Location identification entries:

— begin —

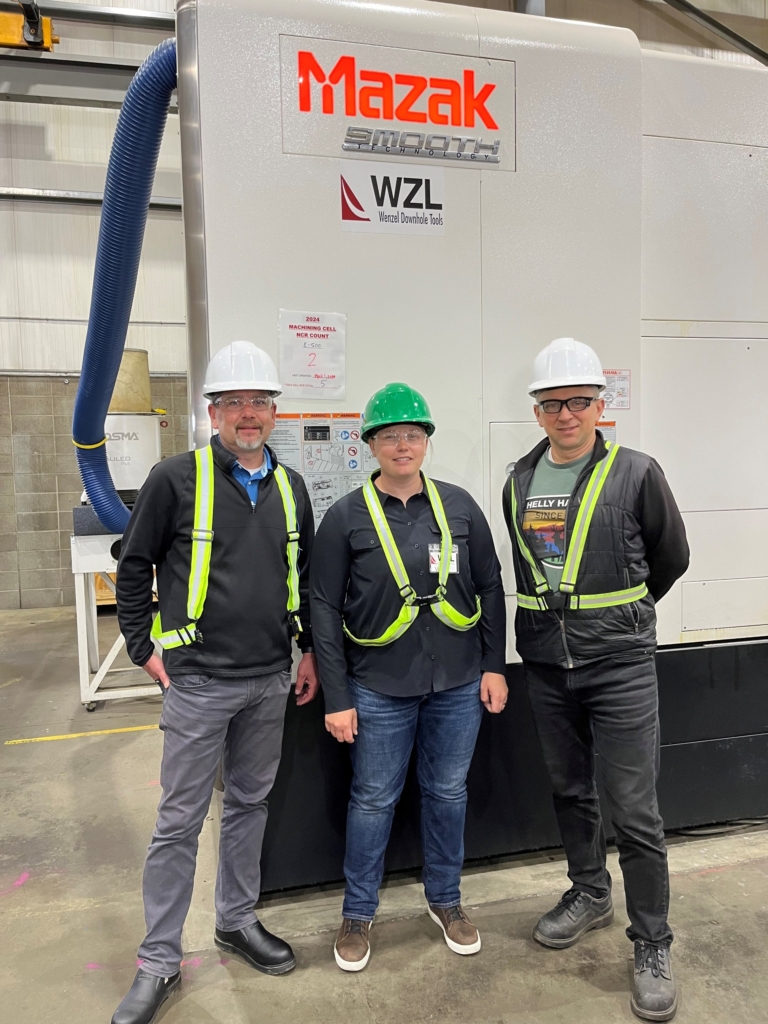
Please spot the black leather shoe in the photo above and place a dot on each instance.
(145, 996)
(653, 990)
(258, 947)
(576, 913)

— end —

Render each line of the listing above as a JSON list of strings, one string per line, with blank lines skipped and the pictures left out.

[
  "Please spot the black leather shoe in the photo above and place a dot on each instance.",
  "(145, 996)",
  "(653, 990)",
  "(258, 947)",
  "(576, 913)"
]